**Exercise tasks**
A) According to the passage on large vesicles at NMJs, how many membranes do the large vesicles have?
B) In the passage on large vesicles at NMJs, rewrite the part that opens with the words containing "FUS501 worms had" and closes with "likely represents endosomes.", changing "spherical" to "round".
C) Carry the passage on large endosomal-like vesicles at NMJs further, starting after its final sentence.

FUS501-induced formation of large endosomal-like structures at NMJs

FUS501 worms had a population of unusually large vesicles at NMJs. Their cellular nature remains to be better defined, but their morphology and location are consistent with endosomes described at C. elegans NMJs: They are roughly spherical and located within the synaptic vesicle pool (Watanabe et al., 2013a), and they do not resemble other intracellular structures, such as autophagosomes (Meléndez et al., 2003) and the endoplasmic reticulum (ER). Autophagosomes feature double membranes, while our electron tomograms clearly show that these large vesicles have single membranes (Fig. 4). ER in our tomograms appeared as irregularly shaped tubes located at the synaptic periphery, whereas these vesicles appeared throughout synapses including regions close to the active zone. Thus, the population of large vesicles most likely represents endosomes.

**Provided information**
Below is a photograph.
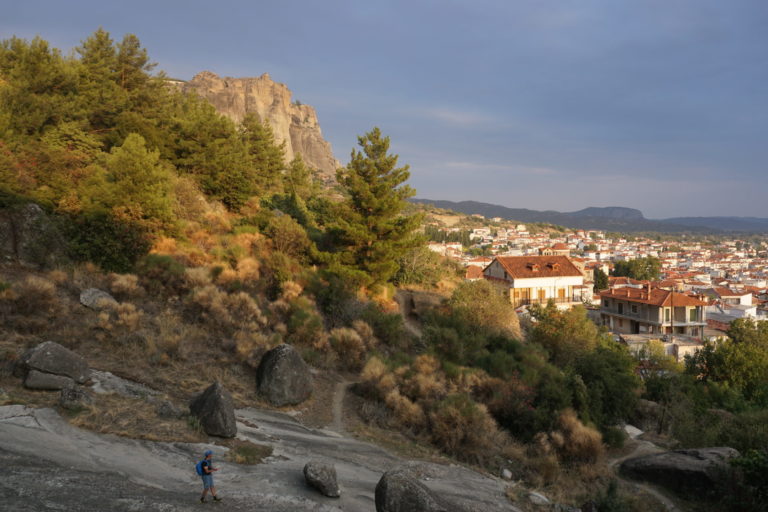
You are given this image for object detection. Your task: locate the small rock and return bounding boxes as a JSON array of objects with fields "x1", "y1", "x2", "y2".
[
  {"x1": 15, "y1": 341, "x2": 90, "y2": 382},
  {"x1": 157, "y1": 400, "x2": 184, "y2": 420},
  {"x1": 80, "y1": 288, "x2": 117, "y2": 311},
  {"x1": 189, "y1": 381, "x2": 237, "y2": 437},
  {"x1": 59, "y1": 386, "x2": 93, "y2": 410},
  {"x1": 24, "y1": 370, "x2": 75, "y2": 391},
  {"x1": 256, "y1": 344, "x2": 312, "y2": 407},
  {"x1": 528, "y1": 491, "x2": 550, "y2": 507},
  {"x1": 304, "y1": 461, "x2": 341, "y2": 498},
  {"x1": 375, "y1": 468, "x2": 451, "y2": 512}
]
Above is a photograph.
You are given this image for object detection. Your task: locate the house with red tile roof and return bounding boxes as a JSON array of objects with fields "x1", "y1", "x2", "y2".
[
  {"x1": 600, "y1": 285, "x2": 707, "y2": 338},
  {"x1": 483, "y1": 255, "x2": 591, "y2": 308}
]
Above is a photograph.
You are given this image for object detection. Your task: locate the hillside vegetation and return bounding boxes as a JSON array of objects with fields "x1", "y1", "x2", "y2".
[{"x1": 0, "y1": 30, "x2": 766, "y2": 510}]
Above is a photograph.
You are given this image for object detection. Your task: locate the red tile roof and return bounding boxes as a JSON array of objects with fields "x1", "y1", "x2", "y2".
[
  {"x1": 600, "y1": 288, "x2": 707, "y2": 307},
  {"x1": 496, "y1": 256, "x2": 583, "y2": 279}
]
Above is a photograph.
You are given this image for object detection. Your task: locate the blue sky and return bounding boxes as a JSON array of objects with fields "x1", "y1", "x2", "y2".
[{"x1": 0, "y1": 0, "x2": 768, "y2": 218}]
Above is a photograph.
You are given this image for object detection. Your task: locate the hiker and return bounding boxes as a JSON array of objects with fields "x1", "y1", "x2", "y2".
[{"x1": 200, "y1": 450, "x2": 221, "y2": 503}]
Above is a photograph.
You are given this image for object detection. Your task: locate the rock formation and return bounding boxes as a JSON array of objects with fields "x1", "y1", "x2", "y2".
[
  {"x1": 0, "y1": 203, "x2": 69, "y2": 268},
  {"x1": 304, "y1": 460, "x2": 341, "y2": 498},
  {"x1": 621, "y1": 447, "x2": 739, "y2": 495},
  {"x1": 256, "y1": 344, "x2": 312, "y2": 407},
  {"x1": 376, "y1": 468, "x2": 456, "y2": 512},
  {"x1": 181, "y1": 71, "x2": 341, "y2": 181},
  {"x1": 189, "y1": 381, "x2": 237, "y2": 437},
  {"x1": 16, "y1": 341, "x2": 90, "y2": 389}
]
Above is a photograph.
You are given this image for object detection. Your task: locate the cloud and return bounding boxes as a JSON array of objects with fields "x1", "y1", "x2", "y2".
[{"x1": 416, "y1": 107, "x2": 493, "y2": 126}]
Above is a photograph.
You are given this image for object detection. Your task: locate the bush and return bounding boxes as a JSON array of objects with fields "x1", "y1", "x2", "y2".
[
  {"x1": 328, "y1": 327, "x2": 366, "y2": 371},
  {"x1": 12, "y1": 276, "x2": 59, "y2": 315},
  {"x1": 136, "y1": 254, "x2": 186, "y2": 296},
  {"x1": 429, "y1": 393, "x2": 505, "y2": 464},
  {"x1": 66, "y1": 212, "x2": 151, "y2": 272}
]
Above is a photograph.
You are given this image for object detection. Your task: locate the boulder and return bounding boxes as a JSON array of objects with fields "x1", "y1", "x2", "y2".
[
  {"x1": 80, "y1": 288, "x2": 117, "y2": 311},
  {"x1": 375, "y1": 468, "x2": 455, "y2": 512},
  {"x1": 528, "y1": 491, "x2": 550, "y2": 507},
  {"x1": 24, "y1": 370, "x2": 75, "y2": 391},
  {"x1": 156, "y1": 400, "x2": 184, "y2": 420},
  {"x1": 59, "y1": 386, "x2": 93, "y2": 410},
  {"x1": 189, "y1": 381, "x2": 237, "y2": 437},
  {"x1": 621, "y1": 447, "x2": 739, "y2": 496},
  {"x1": 256, "y1": 344, "x2": 312, "y2": 407},
  {"x1": 304, "y1": 460, "x2": 341, "y2": 498},
  {"x1": 0, "y1": 203, "x2": 69, "y2": 268},
  {"x1": 17, "y1": 341, "x2": 90, "y2": 389}
]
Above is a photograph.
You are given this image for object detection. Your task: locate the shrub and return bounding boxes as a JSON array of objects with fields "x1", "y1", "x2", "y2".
[
  {"x1": 13, "y1": 276, "x2": 59, "y2": 315},
  {"x1": 328, "y1": 327, "x2": 366, "y2": 371},
  {"x1": 429, "y1": 393, "x2": 505, "y2": 464},
  {"x1": 136, "y1": 254, "x2": 185, "y2": 295},
  {"x1": 107, "y1": 273, "x2": 144, "y2": 299}
]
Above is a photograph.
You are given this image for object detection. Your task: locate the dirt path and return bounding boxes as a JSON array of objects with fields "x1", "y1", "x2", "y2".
[{"x1": 329, "y1": 380, "x2": 352, "y2": 434}]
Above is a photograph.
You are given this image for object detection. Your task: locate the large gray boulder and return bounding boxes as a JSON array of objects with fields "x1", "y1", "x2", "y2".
[
  {"x1": 17, "y1": 341, "x2": 90, "y2": 389},
  {"x1": 304, "y1": 460, "x2": 341, "y2": 498},
  {"x1": 621, "y1": 447, "x2": 739, "y2": 495},
  {"x1": 189, "y1": 381, "x2": 237, "y2": 437},
  {"x1": 375, "y1": 468, "x2": 457, "y2": 512},
  {"x1": 256, "y1": 344, "x2": 312, "y2": 407},
  {"x1": 0, "y1": 203, "x2": 69, "y2": 268}
]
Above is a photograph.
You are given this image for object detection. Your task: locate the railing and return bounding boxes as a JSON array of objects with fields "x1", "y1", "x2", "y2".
[{"x1": 512, "y1": 296, "x2": 581, "y2": 306}]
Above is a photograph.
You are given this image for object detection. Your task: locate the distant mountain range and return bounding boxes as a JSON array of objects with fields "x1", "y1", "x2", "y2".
[{"x1": 411, "y1": 199, "x2": 768, "y2": 233}]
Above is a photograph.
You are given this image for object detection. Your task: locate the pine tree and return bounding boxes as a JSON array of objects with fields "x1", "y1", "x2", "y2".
[
  {"x1": 240, "y1": 113, "x2": 285, "y2": 196},
  {"x1": 334, "y1": 128, "x2": 421, "y2": 284}
]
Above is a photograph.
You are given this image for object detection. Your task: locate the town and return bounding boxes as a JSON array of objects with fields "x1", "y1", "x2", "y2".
[{"x1": 425, "y1": 210, "x2": 768, "y2": 361}]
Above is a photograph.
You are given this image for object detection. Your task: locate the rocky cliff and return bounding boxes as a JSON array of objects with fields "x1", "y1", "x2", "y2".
[{"x1": 183, "y1": 71, "x2": 341, "y2": 179}]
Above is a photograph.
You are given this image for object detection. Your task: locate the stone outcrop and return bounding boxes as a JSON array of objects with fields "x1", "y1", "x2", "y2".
[
  {"x1": 304, "y1": 460, "x2": 341, "y2": 498},
  {"x1": 621, "y1": 447, "x2": 739, "y2": 495},
  {"x1": 375, "y1": 468, "x2": 456, "y2": 512},
  {"x1": 189, "y1": 381, "x2": 237, "y2": 437},
  {"x1": 17, "y1": 341, "x2": 90, "y2": 389},
  {"x1": 0, "y1": 203, "x2": 69, "y2": 268},
  {"x1": 256, "y1": 344, "x2": 312, "y2": 407},
  {"x1": 59, "y1": 386, "x2": 93, "y2": 410},
  {"x1": 181, "y1": 71, "x2": 340, "y2": 181}
]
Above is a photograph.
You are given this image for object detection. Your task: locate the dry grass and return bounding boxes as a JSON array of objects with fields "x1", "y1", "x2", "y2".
[
  {"x1": 216, "y1": 439, "x2": 272, "y2": 465},
  {"x1": 65, "y1": 395, "x2": 207, "y2": 443}
]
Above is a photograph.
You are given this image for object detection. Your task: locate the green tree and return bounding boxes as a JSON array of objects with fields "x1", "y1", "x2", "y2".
[
  {"x1": 333, "y1": 128, "x2": 421, "y2": 285},
  {"x1": 240, "y1": 113, "x2": 285, "y2": 196},
  {"x1": 594, "y1": 268, "x2": 608, "y2": 293},
  {"x1": 611, "y1": 256, "x2": 661, "y2": 281},
  {"x1": 106, "y1": 134, "x2": 173, "y2": 227},
  {"x1": 528, "y1": 302, "x2": 605, "y2": 368},
  {"x1": 448, "y1": 279, "x2": 521, "y2": 339}
]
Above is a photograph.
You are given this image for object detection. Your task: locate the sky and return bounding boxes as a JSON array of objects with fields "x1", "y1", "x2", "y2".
[{"x1": 0, "y1": 0, "x2": 768, "y2": 219}]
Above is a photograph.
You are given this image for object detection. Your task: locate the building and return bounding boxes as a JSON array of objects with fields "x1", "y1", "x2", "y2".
[
  {"x1": 483, "y1": 256, "x2": 591, "y2": 308},
  {"x1": 600, "y1": 287, "x2": 707, "y2": 339}
]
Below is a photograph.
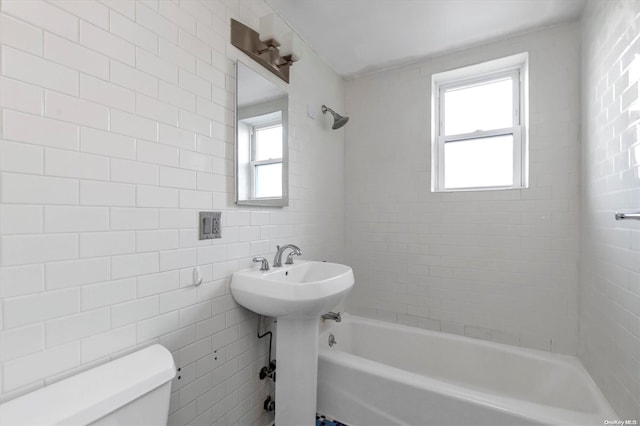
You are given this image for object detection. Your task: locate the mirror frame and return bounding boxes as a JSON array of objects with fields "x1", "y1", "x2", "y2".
[{"x1": 233, "y1": 60, "x2": 289, "y2": 207}]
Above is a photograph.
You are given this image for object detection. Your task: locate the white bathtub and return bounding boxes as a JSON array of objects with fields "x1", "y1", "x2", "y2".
[{"x1": 317, "y1": 315, "x2": 617, "y2": 426}]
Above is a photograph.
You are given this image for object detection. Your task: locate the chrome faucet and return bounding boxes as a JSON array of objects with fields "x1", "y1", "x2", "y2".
[
  {"x1": 252, "y1": 257, "x2": 269, "y2": 271},
  {"x1": 322, "y1": 312, "x2": 342, "y2": 322},
  {"x1": 273, "y1": 244, "x2": 302, "y2": 268}
]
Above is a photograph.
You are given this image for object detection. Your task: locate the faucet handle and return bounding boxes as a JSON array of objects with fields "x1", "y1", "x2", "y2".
[
  {"x1": 252, "y1": 257, "x2": 269, "y2": 271},
  {"x1": 284, "y1": 250, "x2": 302, "y2": 265}
]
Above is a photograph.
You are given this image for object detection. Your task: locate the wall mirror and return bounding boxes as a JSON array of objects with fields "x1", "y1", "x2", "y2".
[{"x1": 236, "y1": 61, "x2": 289, "y2": 206}]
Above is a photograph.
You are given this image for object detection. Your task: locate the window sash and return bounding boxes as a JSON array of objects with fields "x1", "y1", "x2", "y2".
[
  {"x1": 438, "y1": 68, "x2": 521, "y2": 136},
  {"x1": 249, "y1": 158, "x2": 282, "y2": 199},
  {"x1": 434, "y1": 66, "x2": 526, "y2": 192},
  {"x1": 437, "y1": 126, "x2": 524, "y2": 191},
  {"x1": 251, "y1": 120, "x2": 282, "y2": 162}
]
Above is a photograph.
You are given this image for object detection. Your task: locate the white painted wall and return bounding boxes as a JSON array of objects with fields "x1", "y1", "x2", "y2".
[
  {"x1": 345, "y1": 22, "x2": 580, "y2": 354},
  {"x1": 0, "y1": 0, "x2": 344, "y2": 425},
  {"x1": 578, "y1": 0, "x2": 640, "y2": 419}
]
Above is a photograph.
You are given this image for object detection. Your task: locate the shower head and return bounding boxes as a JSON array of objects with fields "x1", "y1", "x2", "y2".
[{"x1": 322, "y1": 105, "x2": 349, "y2": 130}]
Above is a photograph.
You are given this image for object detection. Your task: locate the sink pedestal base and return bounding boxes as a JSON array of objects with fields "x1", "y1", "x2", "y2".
[{"x1": 275, "y1": 318, "x2": 320, "y2": 426}]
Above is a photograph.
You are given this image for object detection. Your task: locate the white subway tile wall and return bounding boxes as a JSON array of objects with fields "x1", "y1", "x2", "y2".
[
  {"x1": 0, "y1": 0, "x2": 344, "y2": 425},
  {"x1": 578, "y1": 1, "x2": 640, "y2": 419},
  {"x1": 345, "y1": 22, "x2": 580, "y2": 354}
]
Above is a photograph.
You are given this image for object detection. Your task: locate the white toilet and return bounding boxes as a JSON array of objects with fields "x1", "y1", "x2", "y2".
[{"x1": 0, "y1": 345, "x2": 176, "y2": 426}]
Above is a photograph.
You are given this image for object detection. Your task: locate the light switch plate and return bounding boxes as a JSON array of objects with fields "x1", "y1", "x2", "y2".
[{"x1": 199, "y1": 212, "x2": 222, "y2": 240}]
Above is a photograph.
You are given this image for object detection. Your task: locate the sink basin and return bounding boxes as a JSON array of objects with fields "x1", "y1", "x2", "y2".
[{"x1": 231, "y1": 260, "x2": 354, "y2": 319}]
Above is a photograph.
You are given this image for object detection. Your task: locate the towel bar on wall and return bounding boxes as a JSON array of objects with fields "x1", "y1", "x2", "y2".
[{"x1": 616, "y1": 212, "x2": 640, "y2": 220}]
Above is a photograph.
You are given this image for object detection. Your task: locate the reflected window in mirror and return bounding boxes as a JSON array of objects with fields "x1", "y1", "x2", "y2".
[{"x1": 236, "y1": 62, "x2": 288, "y2": 206}]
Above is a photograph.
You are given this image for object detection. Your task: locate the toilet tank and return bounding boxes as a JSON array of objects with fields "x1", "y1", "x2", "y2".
[{"x1": 0, "y1": 345, "x2": 176, "y2": 426}]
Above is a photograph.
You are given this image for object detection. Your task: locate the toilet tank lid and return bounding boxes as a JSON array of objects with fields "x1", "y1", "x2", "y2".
[{"x1": 0, "y1": 345, "x2": 176, "y2": 425}]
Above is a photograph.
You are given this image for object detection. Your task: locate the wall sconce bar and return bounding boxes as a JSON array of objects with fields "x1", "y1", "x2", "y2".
[
  {"x1": 231, "y1": 19, "x2": 295, "y2": 83},
  {"x1": 616, "y1": 212, "x2": 640, "y2": 220}
]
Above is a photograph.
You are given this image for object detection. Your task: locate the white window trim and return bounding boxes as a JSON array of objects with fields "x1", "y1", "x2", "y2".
[
  {"x1": 249, "y1": 120, "x2": 282, "y2": 200},
  {"x1": 431, "y1": 52, "x2": 528, "y2": 192}
]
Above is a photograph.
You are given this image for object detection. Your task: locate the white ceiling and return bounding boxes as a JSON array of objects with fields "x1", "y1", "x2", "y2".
[{"x1": 267, "y1": 0, "x2": 586, "y2": 78}]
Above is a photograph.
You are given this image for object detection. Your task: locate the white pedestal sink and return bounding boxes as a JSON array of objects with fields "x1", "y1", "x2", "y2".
[{"x1": 231, "y1": 260, "x2": 354, "y2": 426}]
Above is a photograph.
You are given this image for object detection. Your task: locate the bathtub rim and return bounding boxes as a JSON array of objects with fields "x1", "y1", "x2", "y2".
[{"x1": 318, "y1": 313, "x2": 619, "y2": 426}]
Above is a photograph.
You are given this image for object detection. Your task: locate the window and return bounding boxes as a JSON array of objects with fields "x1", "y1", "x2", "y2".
[
  {"x1": 250, "y1": 121, "x2": 282, "y2": 198},
  {"x1": 432, "y1": 53, "x2": 527, "y2": 191}
]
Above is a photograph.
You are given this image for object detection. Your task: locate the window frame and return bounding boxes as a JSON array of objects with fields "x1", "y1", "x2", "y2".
[
  {"x1": 249, "y1": 120, "x2": 284, "y2": 200},
  {"x1": 431, "y1": 52, "x2": 528, "y2": 192}
]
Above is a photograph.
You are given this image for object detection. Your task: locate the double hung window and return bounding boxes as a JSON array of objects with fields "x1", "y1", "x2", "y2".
[{"x1": 432, "y1": 55, "x2": 527, "y2": 191}]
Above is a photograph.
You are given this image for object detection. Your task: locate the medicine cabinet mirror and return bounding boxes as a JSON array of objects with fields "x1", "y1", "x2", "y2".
[{"x1": 236, "y1": 61, "x2": 289, "y2": 206}]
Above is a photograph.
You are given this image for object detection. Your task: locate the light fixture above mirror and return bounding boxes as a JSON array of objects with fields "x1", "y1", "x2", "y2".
[{"x1": 231, "y1": 14, "x2": 301, "y2": 83}]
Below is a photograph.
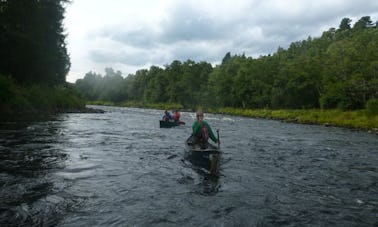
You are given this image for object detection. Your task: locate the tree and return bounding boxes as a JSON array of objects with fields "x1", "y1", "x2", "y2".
[{"x1": 0, "y1": 0, "x2": 70, "y2": 84}]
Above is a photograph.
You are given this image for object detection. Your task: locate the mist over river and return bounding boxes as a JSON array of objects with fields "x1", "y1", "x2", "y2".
[{"x1": 0, "y1": 106, "x2": 378, "y2": 226}]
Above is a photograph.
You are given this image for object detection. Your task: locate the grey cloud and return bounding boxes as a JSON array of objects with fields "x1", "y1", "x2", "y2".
[{"x1": 90, "y1": 1, "x2": 378, "y2": 71}]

**Your responses**
A) They have single membranes.

B)
FUS501 worms had a population of unusually large vesicles at NMJs. Their cellular nature remains to be better defined, but their morphology and location are consistent with endosomes described at C. elegans NMJs: They are roughly round and located within the synaptic vesicle pool (Watanabe et al., 2013a), and they do not resemble other intracellular structures, such as autophagosomes (Meléndez et al., 2003) and the endoplasmic reticulum (ER). Autophagosomes feature double membranes, while our electron tomograms clearly show that these large vesicles have single membranes (Fig. 4). ER in our tomograms appeared as irregularly shaped tubes located at the synaptic periphery, whereas these vesicles appeared throughout synapses including regions close to the active zone. Thus, the population of large vesicles most likely represents endosomes.

C)
Putative endosomes in each genotype, FUS501, as well as FUSwt and wild-type control animals, were either ‘empty’ or contained electron-dense filamentous inclusions. The larger population of putative endosomes in FUS501 animals selectively contained inclusions. Interestingly, in Alzheimer's disease and Down syndrome, endosomes have also been reported to be enlarged due to acceleration of endocytosis (Cataldo et al., 2008; Colacurcio et al., 2018). However, our data suggest a decrease in endocytosis, which is discussed further in the next section.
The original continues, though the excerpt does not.